===== Supplied material =====

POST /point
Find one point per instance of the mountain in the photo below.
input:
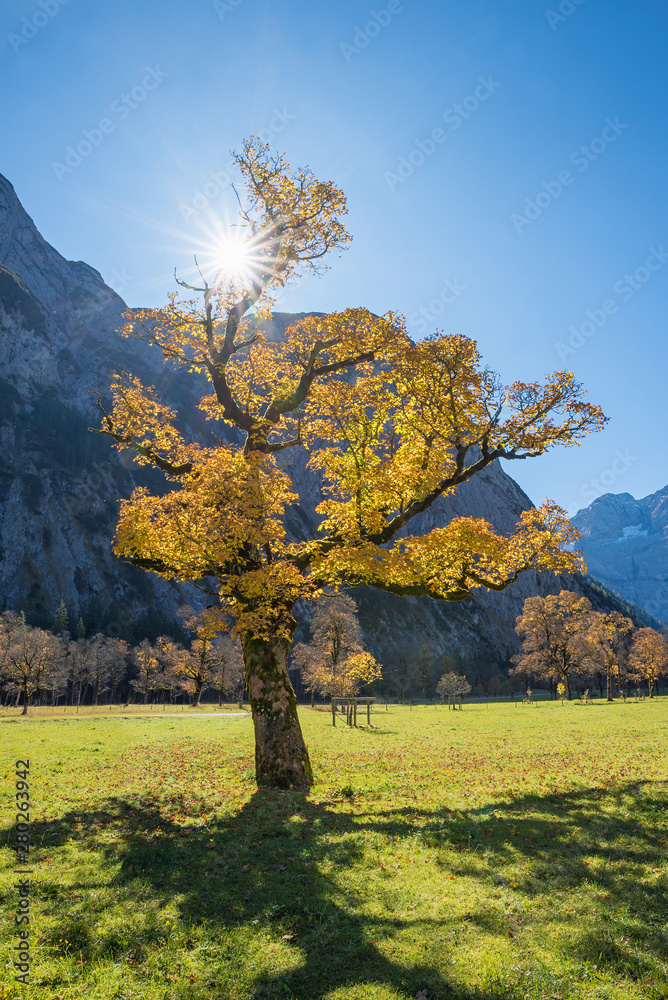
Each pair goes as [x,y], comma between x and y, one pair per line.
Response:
[60,484]
[625,543]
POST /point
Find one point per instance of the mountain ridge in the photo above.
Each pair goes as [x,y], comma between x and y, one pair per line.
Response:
[60,484]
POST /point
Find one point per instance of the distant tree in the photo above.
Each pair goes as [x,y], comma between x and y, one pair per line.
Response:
[106,661]
[150,676]
[29,656]
[61,621]
[202,664]
[452,686]
[605,636]
[335,662]
[554,638]
[79,662]
[227,667]
[117,665]
[648,658]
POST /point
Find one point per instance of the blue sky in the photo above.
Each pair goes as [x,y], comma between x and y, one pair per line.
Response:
[533,219]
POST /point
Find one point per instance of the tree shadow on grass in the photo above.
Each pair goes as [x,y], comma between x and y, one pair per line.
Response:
[281,864]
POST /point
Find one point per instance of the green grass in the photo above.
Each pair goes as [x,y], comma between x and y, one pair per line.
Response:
[499,852]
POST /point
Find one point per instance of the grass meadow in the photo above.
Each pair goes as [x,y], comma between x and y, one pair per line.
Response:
[504,851]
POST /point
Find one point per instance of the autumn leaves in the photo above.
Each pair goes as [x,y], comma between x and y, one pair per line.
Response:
[389,426]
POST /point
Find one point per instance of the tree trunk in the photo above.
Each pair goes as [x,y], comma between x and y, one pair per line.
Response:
[281,757]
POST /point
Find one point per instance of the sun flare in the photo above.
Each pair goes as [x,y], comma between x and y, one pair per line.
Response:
[233,259]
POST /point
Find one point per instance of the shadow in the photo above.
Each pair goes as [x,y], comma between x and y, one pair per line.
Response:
[274,865]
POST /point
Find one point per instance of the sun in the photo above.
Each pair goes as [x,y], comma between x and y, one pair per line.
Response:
[233,259]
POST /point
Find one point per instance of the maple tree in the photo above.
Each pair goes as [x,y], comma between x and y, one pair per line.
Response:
[390,426]
[648,657]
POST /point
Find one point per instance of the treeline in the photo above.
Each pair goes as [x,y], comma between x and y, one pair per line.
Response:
[51,667]
[569,645]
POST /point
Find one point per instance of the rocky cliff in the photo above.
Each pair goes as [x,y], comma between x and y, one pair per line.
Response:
[625,543]
[60,483]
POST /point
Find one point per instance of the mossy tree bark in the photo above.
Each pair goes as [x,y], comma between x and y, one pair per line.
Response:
[281,756]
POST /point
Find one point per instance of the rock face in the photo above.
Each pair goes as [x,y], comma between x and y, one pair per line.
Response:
[60,484]
[625,543]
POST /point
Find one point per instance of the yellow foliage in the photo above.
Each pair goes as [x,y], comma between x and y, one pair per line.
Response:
[390,425]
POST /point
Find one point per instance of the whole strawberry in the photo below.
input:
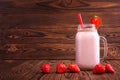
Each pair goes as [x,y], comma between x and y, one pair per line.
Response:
[74,68]
[109,68]
[45,68]
[61,68]
[99,69]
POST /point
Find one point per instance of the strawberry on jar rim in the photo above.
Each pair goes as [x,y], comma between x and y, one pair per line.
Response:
[96,20]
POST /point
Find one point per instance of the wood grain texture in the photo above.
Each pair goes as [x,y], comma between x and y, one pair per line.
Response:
[45,29]
[30,70]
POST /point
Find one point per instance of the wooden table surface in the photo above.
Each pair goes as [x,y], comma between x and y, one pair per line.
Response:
[34,32]
[30,70]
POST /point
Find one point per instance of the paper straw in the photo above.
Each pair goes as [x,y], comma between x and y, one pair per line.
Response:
[80,21]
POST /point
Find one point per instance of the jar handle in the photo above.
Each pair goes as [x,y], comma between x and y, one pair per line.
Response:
[105,46]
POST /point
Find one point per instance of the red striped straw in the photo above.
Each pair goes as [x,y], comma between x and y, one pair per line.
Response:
[80,21]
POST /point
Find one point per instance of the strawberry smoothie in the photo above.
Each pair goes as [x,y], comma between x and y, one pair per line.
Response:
[87,43]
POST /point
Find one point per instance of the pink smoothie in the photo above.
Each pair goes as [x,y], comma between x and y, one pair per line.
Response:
[87,43]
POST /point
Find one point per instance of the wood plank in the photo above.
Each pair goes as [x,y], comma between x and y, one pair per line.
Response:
[42,22]
[24,71]
[48,51]
[30,70]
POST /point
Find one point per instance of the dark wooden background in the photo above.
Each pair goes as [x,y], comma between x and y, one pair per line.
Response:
[45,29]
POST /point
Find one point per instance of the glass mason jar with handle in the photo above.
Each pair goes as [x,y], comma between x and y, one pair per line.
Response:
[87,45]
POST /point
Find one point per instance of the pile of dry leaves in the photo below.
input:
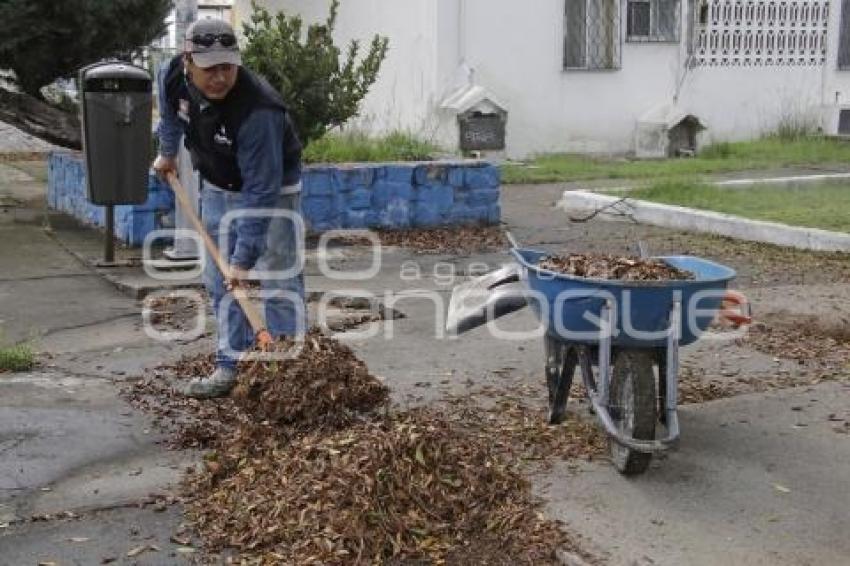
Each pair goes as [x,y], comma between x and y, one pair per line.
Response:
[309,466]
[402,486]
[614,267]
[321,382]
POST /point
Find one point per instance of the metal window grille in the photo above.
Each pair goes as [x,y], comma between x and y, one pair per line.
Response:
[754,33]
[653,20]
[592,34]
[844,37]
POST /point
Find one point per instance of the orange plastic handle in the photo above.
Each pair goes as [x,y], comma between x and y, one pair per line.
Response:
[735,308]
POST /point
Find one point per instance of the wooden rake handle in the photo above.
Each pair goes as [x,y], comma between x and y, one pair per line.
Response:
[263,337]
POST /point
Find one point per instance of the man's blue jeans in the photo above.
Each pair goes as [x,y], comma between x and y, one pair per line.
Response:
[284,310]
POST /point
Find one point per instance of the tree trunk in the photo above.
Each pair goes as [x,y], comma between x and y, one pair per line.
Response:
[40,119]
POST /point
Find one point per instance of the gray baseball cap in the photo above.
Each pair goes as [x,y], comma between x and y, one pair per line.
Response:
[212,42]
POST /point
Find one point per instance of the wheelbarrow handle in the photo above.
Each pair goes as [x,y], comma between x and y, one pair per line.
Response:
[263,337]
[735,308]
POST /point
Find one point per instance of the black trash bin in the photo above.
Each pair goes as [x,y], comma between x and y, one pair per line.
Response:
[117,105]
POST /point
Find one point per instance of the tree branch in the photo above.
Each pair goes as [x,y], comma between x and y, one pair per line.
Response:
[611,209]
[40,119]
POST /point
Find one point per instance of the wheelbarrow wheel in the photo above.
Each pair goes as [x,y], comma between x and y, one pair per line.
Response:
[633,407]
[561,363]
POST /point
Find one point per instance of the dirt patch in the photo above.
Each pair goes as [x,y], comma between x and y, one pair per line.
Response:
[171,312]
[613,267]
[816,345]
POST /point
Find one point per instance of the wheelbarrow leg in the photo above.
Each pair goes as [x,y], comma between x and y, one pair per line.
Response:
[662,386]
[560,366]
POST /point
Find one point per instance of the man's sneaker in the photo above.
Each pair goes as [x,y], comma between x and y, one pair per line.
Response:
[217,384]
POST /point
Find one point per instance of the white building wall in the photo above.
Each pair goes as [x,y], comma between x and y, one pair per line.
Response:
[515,50]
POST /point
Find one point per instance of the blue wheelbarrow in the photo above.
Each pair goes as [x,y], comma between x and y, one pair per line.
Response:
[618,333]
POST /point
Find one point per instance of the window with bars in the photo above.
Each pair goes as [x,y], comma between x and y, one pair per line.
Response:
[844,37]
[592,34]
[652,20]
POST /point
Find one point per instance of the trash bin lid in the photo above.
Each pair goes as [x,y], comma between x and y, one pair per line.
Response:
[116,77]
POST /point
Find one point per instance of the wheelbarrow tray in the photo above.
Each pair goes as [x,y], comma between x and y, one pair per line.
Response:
[569,306]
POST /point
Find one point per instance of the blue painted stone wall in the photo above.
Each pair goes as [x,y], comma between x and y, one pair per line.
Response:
[401,195]
[394,196]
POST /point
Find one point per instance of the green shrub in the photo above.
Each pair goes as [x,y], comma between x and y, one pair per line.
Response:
[719,150]
[353,147]
[321,88]
[17,358]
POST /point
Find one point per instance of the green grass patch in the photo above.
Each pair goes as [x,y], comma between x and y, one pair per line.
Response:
[768,153]
[825,206]
[17,358]
[358,147]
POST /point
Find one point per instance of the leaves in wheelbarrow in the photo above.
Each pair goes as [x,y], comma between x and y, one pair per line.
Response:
[614,267]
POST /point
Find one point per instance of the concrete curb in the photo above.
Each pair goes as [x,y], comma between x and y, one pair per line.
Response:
[689,219]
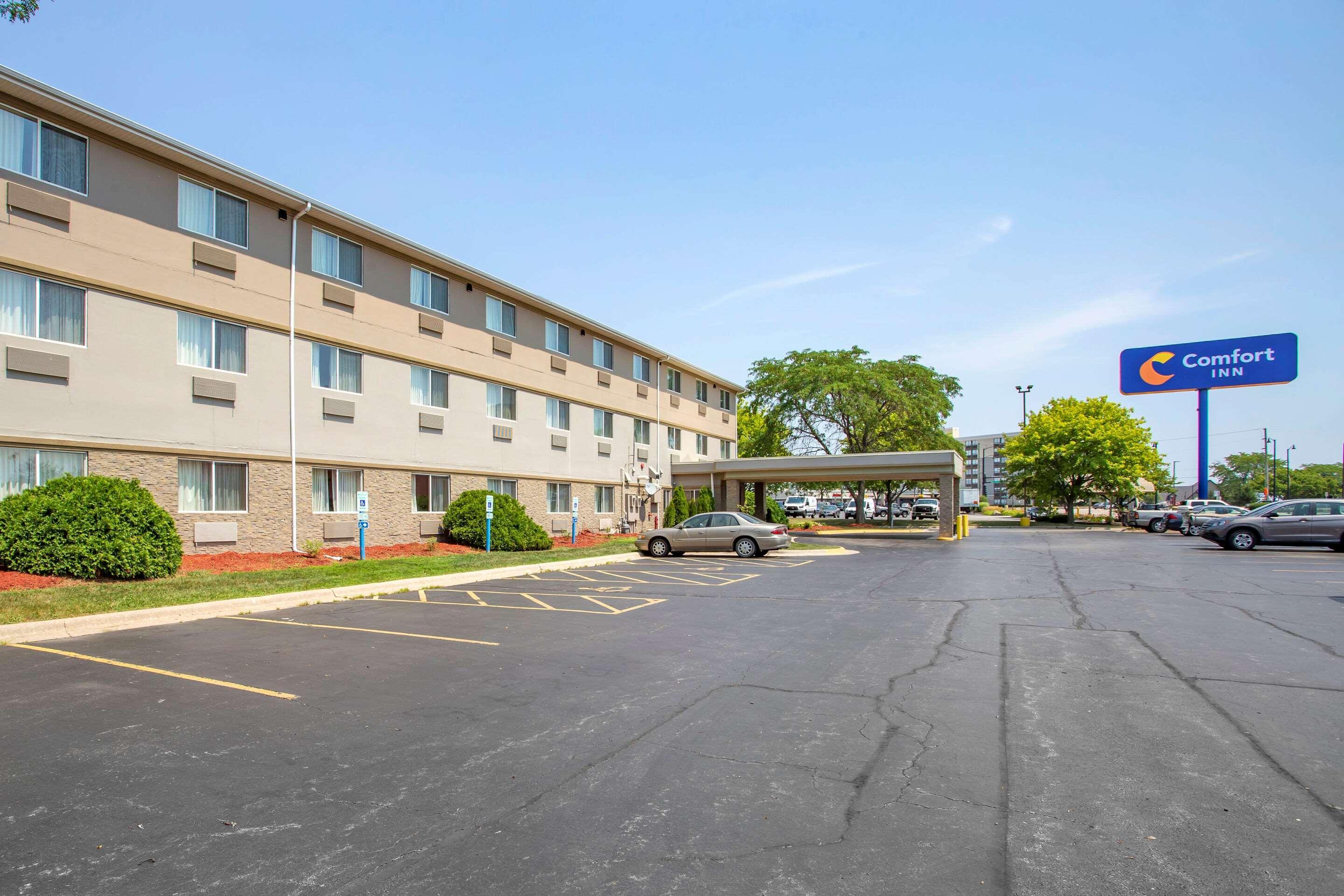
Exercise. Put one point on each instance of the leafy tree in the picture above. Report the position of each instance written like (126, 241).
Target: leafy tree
(678, 507)
(1076, 448)
(845, 402)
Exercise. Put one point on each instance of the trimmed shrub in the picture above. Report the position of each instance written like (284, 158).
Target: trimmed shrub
(89, 527)
(511, 530)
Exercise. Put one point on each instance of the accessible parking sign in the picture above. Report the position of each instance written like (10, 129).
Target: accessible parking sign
(1224, 363)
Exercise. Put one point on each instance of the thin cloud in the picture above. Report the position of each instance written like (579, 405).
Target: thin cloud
(785, 282)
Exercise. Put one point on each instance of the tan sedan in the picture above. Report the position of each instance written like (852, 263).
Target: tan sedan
(738, 532)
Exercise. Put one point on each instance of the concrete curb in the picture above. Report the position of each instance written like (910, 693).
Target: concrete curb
(98, 623)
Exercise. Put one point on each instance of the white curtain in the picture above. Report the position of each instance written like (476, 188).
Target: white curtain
(194, 340)
(18, 143)
(18, 470)
(231, 487)
(18, 304)
(194, 487)
(63, 159)
(61, 314)
(326, 254)
(196, 207)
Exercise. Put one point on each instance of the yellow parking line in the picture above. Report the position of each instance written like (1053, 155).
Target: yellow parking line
(159, 672)
(405, 635)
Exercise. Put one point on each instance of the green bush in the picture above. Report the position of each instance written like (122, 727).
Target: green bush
(511, 530)
(678, 507)
(89, 527)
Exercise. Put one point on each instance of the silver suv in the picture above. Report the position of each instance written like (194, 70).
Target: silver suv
(1300, 523)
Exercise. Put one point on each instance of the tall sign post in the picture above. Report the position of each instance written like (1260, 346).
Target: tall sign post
(1199, 367)
(490, 515)
(362, 507)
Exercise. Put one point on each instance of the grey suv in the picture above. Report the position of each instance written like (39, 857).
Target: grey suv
(1300, 523)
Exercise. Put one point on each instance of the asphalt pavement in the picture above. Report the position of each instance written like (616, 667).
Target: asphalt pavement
(1026, 711)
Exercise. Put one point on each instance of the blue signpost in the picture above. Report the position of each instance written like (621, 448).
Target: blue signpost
(1199, 367)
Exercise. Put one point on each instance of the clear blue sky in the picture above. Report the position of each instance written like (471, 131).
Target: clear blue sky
(1014, 194)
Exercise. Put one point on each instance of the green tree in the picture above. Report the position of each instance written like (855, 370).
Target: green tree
(1077, 448)
(845, 402)
(678, 507)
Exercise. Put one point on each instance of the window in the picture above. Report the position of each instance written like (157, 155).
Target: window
(500, 316)
(429, 291)
(503, 487)
(557, 414)
(34, 148)
(211, 213)
(429, 387)
(25, 468)
(557, 497)
(211, 487)
(557, 337)
(431, 492)
(338, 257)
(41, 308)
(604, 355)
(500, 402)
(602, 424)
(335, 491)
(338, 369)
(203, 342)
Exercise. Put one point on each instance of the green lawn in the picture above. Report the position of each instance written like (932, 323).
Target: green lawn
(198, 588)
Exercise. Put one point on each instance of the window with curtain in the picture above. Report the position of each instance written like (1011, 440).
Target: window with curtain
(203, 342)
(429, 492)
(34, 148)
(429, 291)
(211, 487)
(604, 355)
(503, 487)
(557, 497)
(211, 213)
(500, 316)
(500, 402)
(557, 414)
(338, 257)
(335, 491)
(429, 387)
(338, 369)
(557, 337)
(41, 308)
(22, 468)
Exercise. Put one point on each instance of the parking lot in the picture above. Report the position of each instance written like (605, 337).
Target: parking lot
(1026, 711)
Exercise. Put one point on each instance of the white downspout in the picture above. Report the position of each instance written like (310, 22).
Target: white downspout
(294, 426)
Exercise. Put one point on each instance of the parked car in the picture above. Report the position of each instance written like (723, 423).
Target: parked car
(925, 510)
(738, 532)
(1299, 523)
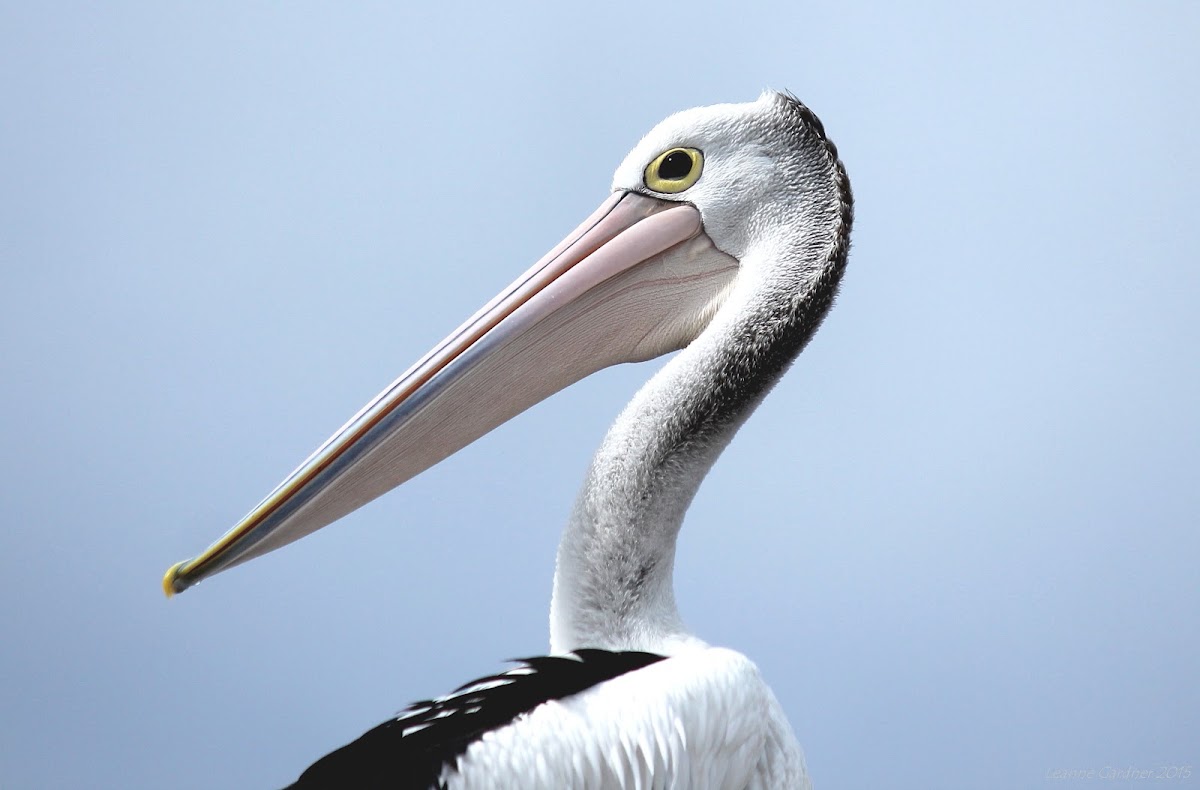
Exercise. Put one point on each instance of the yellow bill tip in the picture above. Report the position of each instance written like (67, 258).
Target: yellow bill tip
(169, 581)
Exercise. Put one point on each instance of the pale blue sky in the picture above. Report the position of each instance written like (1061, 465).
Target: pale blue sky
(960, 538)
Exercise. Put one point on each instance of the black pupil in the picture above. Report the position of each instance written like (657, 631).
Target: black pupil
(675, 167)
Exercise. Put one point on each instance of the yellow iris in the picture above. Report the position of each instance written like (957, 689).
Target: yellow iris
(675, 171)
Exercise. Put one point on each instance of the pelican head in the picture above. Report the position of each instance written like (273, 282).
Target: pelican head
(727, 222)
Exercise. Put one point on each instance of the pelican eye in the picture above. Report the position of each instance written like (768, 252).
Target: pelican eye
(675, 171)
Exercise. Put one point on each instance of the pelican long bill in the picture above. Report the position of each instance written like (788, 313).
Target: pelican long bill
(635, 280)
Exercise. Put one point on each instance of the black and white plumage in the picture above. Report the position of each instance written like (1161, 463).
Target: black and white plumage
(412, 750)
(726, 237)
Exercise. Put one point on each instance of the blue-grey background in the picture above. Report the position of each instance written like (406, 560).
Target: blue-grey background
(960, 538)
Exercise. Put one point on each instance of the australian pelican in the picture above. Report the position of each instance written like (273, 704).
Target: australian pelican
(726, 235)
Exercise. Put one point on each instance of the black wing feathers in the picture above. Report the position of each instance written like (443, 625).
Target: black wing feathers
(411, 750)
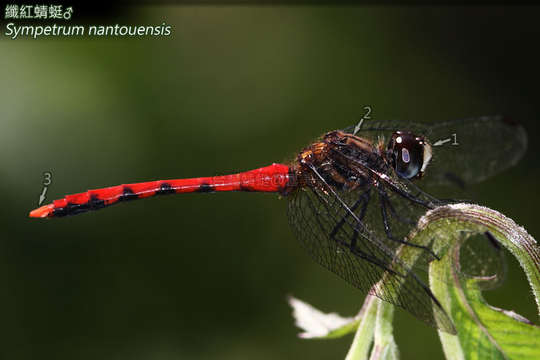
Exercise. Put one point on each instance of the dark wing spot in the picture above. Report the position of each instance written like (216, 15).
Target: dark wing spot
(165, 188)
(128, 194)
(204, 187)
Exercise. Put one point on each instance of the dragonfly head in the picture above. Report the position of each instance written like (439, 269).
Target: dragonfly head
(408, 154)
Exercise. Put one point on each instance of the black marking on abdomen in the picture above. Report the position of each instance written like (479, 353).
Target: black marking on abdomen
(71, 209)
(205, 187)
(96, 203)
(246, 188)
(164, 189)
(128, 194)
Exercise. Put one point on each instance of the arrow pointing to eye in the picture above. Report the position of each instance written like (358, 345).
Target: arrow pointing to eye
(442, 142)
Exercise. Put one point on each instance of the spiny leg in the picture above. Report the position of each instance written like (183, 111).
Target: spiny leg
(384, 214)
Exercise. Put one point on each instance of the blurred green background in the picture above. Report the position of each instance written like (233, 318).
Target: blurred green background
(205, 276)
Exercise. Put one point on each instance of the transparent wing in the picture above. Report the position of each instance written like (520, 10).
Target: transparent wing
(329, 225)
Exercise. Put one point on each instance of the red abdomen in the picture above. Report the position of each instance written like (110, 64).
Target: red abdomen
(273, 178)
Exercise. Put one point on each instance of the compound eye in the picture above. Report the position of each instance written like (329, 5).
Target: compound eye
(409, 154)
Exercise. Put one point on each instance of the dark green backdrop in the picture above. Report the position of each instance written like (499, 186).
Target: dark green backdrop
(233, 88)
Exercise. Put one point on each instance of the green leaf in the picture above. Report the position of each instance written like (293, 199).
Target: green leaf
(483, 332)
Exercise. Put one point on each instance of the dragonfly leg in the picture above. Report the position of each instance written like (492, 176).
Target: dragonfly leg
(384, 213)
(364, 200)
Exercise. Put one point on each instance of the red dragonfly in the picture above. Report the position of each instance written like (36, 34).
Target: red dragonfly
(353, 196)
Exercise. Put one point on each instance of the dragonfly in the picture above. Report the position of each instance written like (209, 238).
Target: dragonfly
(355, 194)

=====

#### [Task brief]
Give the listing again from the line containing "Exercise. Put one point on each instance of the dark green" through its final line, switching "green leaf" to "green stem" and leaving everything else as it stands.

#### [Correct response]
Exercise. Put one point on each instance of the dark green backdrop in the picture above. Report the position of each instance written like (499, 186).
Target: dark green backdrop
(233, 88)
Exercise. Put one point on each instance of the green stem in the picture above. Report the position of each instance written like (293, 199).
Target: green stem
(483, 332)
Exercise. Put one point on each instance of the dragonfly leg in the picture above. Report the position of each instance written like (492, 176).
Target: dragonfly leg
(384, 213)
(364, 200)
Exercise. Put one point on each instance of the red dragonfly in the picture above. Report the position of each instance written like (36, 34).
Target: red dragonfly
(353, 196)
Exercise. Put one point on each instance of the dragonfly in the picture above. Report the position of each instance written like (209, 238).
Target: dragonfly
(355, 194)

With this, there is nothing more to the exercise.